[Information provided start]

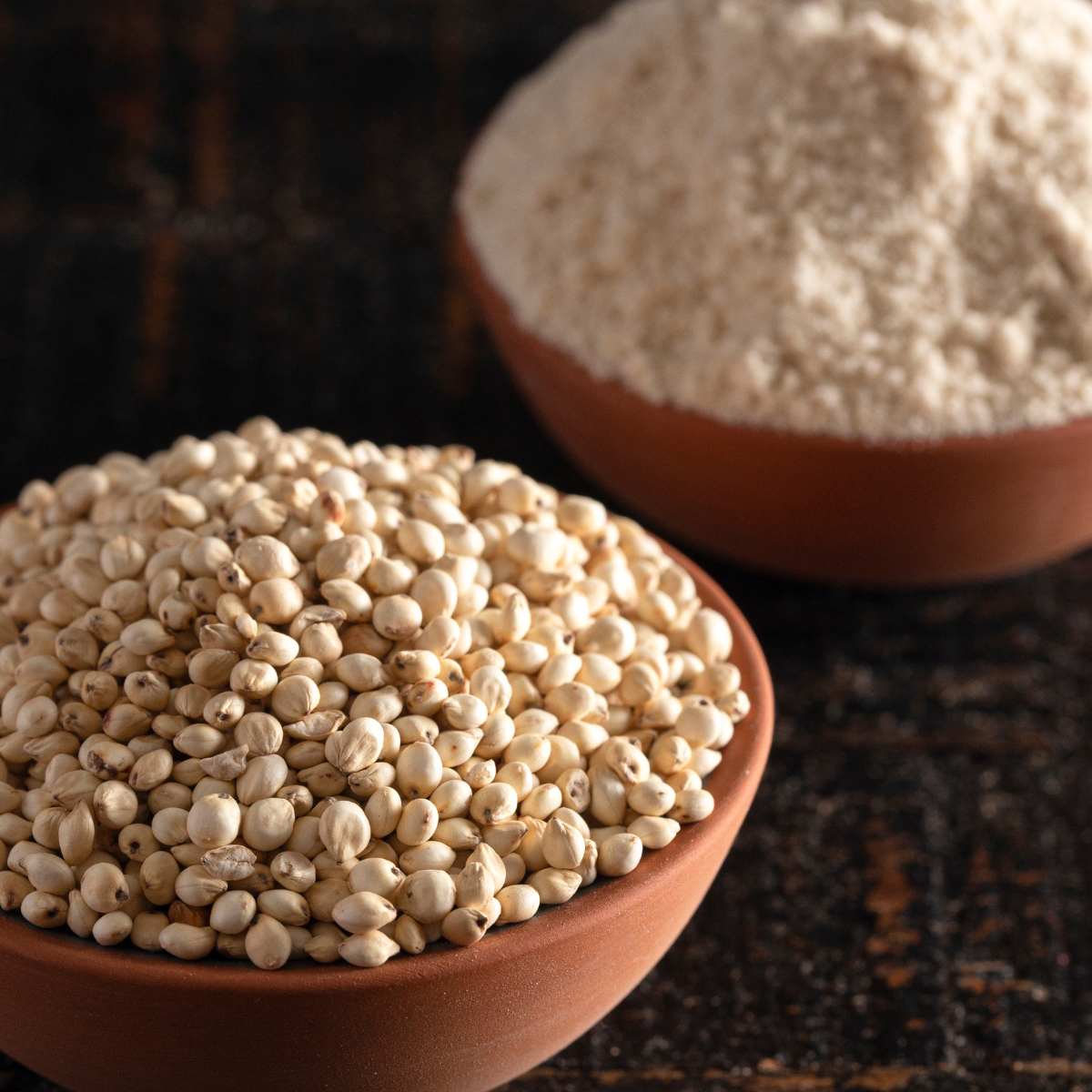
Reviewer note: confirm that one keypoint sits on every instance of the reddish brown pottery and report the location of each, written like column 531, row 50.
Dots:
column 451, row 1020
column 809, row 506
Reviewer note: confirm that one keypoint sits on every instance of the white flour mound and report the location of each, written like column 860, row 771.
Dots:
column 857, row 217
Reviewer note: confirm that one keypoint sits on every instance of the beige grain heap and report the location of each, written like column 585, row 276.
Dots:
column 861, row 217
column 277, row 697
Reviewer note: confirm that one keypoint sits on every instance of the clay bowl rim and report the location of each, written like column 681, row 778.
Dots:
column 733, row 784
column 483, row 287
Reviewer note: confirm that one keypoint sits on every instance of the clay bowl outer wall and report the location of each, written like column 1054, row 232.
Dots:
column 814, row 507
column 450, row 1020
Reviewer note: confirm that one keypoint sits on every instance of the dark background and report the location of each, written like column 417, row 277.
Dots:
column 214, row 208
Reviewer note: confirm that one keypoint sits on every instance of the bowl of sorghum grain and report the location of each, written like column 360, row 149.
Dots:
column 336, row 765
column 808, row 283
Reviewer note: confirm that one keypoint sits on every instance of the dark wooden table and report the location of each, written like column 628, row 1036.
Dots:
column 212, row 208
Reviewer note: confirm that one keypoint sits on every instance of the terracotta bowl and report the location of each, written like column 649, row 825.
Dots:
column 808, row 506
column 450, row 1020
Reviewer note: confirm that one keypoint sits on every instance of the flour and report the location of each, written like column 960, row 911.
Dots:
column 857, row 217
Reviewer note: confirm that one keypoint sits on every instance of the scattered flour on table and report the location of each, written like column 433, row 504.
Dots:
column 858, row 217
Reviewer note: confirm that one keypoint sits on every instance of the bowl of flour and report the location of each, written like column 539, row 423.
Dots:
column 808, row 281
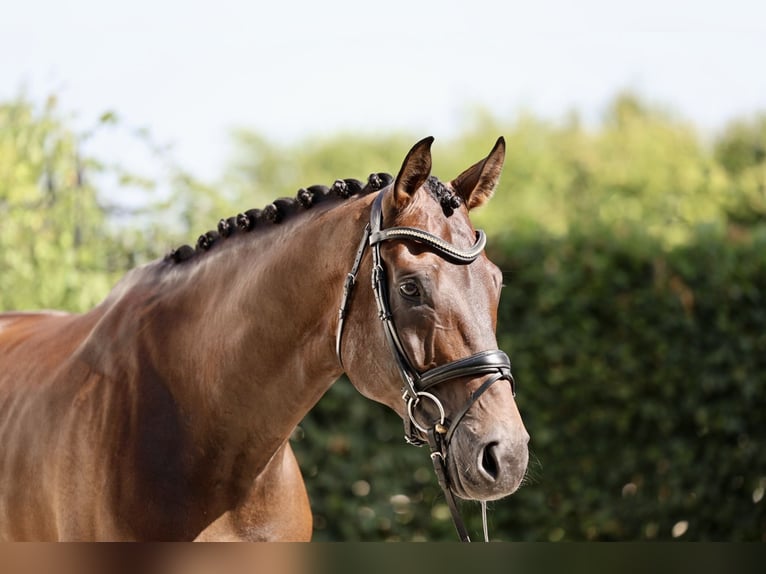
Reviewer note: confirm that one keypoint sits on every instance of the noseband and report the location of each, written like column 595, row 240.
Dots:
column 417, row 386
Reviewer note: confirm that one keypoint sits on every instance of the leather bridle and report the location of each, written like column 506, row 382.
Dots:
column 417, row 386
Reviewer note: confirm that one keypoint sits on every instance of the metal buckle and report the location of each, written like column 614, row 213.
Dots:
column 412, row 403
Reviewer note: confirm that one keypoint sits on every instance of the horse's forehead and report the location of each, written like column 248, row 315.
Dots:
column 428, row 214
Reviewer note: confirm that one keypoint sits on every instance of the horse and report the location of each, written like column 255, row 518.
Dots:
column 164, row 413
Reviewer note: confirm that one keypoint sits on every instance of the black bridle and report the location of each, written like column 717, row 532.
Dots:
column 495, row 364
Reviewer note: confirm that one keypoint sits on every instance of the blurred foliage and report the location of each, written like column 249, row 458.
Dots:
column 634, row 254
column 641, row 381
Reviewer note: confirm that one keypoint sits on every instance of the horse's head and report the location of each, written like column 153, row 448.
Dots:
column 438, row 297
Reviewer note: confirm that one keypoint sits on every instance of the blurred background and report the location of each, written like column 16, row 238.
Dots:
column 630, row 221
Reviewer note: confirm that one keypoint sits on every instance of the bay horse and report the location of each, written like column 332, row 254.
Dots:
column 165, row 412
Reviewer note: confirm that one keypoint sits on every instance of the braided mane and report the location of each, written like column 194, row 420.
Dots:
column 278, row 211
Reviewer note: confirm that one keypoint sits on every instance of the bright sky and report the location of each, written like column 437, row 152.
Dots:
column 190, row 70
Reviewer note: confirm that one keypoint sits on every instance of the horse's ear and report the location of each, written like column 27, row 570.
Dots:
column 415, row 170
column 477, row 184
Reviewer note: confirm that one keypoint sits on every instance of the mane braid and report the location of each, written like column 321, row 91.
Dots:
column 447, row 198
column 278, row 211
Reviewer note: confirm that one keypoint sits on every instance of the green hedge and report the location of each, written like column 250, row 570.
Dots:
column 642, row 381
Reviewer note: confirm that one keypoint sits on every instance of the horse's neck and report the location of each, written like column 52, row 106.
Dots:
column 243, row 337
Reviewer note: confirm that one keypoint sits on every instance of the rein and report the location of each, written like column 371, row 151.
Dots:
column 417, row 386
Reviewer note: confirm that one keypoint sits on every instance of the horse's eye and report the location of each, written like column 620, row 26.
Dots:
column 409, row 289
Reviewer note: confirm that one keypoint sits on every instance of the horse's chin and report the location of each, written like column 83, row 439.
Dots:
column 469, row 479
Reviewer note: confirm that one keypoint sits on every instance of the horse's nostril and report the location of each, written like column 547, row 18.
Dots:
column 489, row 461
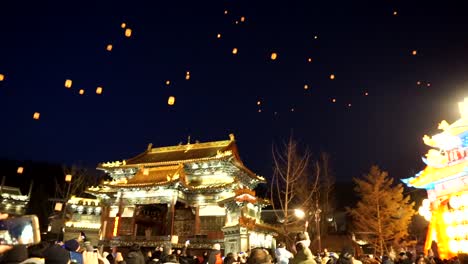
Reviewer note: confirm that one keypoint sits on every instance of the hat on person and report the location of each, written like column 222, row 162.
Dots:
column 56, row 255
column 72, row 245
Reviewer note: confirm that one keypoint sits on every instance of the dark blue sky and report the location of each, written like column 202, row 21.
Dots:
column 367, row 48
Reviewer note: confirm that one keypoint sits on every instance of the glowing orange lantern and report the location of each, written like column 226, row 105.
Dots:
column 171, row 100
column 128, row 32
column 274, row 56
column 68, row 83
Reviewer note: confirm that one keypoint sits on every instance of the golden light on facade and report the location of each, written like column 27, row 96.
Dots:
column 273, row 56
column 68, row 83
column 171, row 100
column 36, row 115
column 128, row 32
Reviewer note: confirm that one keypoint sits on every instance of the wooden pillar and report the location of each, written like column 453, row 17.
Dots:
column 197, row 220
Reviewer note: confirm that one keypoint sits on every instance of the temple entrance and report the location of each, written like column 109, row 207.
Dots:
column 151, row 220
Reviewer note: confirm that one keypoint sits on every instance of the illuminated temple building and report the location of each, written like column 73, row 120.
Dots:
column 446, row 180
column 200, row 192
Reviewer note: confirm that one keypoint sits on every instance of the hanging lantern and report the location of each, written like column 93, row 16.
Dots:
column 273, row 56
column 68, row 83
column 128, row 32
column 171, row 100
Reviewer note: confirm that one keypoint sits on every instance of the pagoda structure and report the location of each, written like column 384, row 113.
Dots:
column 200, row 192
column 446, row 180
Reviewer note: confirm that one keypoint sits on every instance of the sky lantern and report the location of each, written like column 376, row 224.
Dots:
column 274, row 55
column 171, row 100
column 128, row 32
column 68, row 83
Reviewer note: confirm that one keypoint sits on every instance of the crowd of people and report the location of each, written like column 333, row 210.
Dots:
column 80, row 251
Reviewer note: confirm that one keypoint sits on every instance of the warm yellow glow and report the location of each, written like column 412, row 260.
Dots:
column 68, row 83
column 116, row 226
column 68, row 177
column 171, row 100
column 274, row 56
column 128, row 32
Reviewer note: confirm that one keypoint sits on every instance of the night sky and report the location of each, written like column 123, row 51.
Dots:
column 364, row 44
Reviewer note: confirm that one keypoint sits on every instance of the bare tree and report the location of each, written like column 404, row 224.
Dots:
column 292, row 187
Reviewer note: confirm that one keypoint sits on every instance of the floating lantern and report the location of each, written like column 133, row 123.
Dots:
column 128, row 32
column 68, row 83
column 171, row 100
column 274, row 56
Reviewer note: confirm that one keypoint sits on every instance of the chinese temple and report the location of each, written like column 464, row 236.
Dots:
column 446, row 180
column 200, row 192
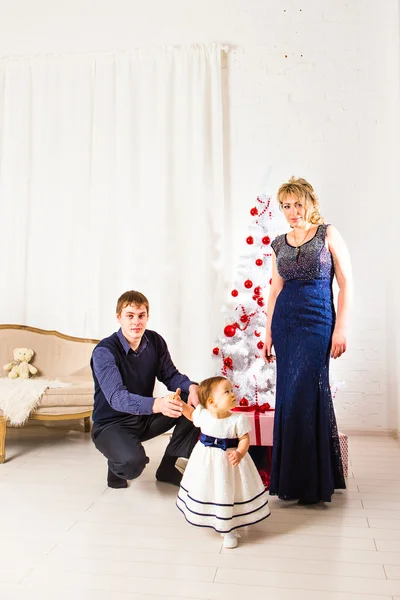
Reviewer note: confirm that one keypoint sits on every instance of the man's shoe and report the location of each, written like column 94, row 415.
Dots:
column 167, row 473
column 116, row 482
column 181, row 464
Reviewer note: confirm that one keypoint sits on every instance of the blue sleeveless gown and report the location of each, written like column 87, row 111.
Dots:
column 306, row 458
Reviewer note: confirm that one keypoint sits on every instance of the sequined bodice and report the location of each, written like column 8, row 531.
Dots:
column 311, row 261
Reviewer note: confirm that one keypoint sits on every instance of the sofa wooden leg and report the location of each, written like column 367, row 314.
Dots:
column 3, row 431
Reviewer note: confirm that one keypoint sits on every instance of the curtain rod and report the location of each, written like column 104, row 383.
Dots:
column 222, row 47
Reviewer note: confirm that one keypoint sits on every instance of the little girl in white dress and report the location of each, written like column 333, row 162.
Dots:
column 221, row 487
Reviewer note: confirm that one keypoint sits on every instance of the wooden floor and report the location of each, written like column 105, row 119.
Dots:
column 65, row 535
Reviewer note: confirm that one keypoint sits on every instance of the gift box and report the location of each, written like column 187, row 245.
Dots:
column 261, row 419
column 344, row 449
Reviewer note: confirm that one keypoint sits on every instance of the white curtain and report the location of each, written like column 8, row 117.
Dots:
column 111, row 178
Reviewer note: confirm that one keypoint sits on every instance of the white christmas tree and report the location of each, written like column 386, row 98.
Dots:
column 238, row 349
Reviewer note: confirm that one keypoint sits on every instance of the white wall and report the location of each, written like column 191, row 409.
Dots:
column 312, row 91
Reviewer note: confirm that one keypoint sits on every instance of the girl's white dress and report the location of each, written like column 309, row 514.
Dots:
column 213, row 493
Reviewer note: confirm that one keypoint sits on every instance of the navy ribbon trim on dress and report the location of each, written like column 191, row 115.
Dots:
column 222, row 443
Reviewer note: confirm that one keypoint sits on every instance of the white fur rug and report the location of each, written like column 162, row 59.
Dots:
column 18, row 397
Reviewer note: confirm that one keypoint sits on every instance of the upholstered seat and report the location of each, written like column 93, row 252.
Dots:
column 57, row 356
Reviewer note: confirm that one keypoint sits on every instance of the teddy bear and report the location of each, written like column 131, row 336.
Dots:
column 20, row 367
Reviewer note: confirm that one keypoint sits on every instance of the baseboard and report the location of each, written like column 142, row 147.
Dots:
column 390, row 433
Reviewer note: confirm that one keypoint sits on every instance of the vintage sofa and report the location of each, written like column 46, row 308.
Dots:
column 57, row 356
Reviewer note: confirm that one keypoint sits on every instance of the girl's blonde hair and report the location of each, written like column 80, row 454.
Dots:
column 301, row 189
column 206, row 388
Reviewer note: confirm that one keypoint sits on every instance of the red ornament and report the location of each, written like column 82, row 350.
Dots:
column 228, row 362
column 230, row 330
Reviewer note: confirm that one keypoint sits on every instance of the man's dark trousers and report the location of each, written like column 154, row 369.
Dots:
column 121, row 443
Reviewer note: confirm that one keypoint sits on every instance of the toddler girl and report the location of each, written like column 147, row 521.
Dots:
column 221, row 487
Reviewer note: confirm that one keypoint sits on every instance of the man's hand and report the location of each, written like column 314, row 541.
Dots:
column 234, row 457
column 193, row 399
column 170, row 405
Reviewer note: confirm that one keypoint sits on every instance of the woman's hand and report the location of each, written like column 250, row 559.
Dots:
column 234, row 457
column 339, row 343
column 267, row 350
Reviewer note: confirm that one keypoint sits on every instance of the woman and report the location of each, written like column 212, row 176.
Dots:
column 305, row 332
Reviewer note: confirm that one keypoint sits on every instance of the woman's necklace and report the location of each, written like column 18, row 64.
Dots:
column 298, row 245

[Information provided end]

Written problem
Transcribe the material line for line. Start with the line containing "131, row 336." and stop after the line containing "column 121, row 443".

Solution
Reviewer note: confirm that one keypoint sits on every instance of the teddy bear and report the location of each, written like column 131, row 336.
Dots:
column 20, row 367
Reviewer note: confirm that one keypoint sits on every instance of the baseboard and report the location of each, written like column 142, row 147.
Dots:
column 390, row 433
Reviewer note: confirm that one keypoint sits on every instance of the vintage sofa and report the location of each, written like column 46, row 308.
Dots:
column 57, row 356
Reviewer note: confirm that one keypoint sits on every instance of the girl's blonde hair and report the location of each, written like column 80, row 454.
Dots:
column 301, row 189
column 206, row 388
Reviewer note: confirm that one keypoint sits on every instance of the red ornament and report the location of each, written like column 82, row 350.
Dots:
column 228, row 362
column 230, row 330
Reviewer note: confirm that one keypoint sits on every instance of the man's dark trousers and report the location of each, written like column 154, row 369.
Dots:
column 121, row 443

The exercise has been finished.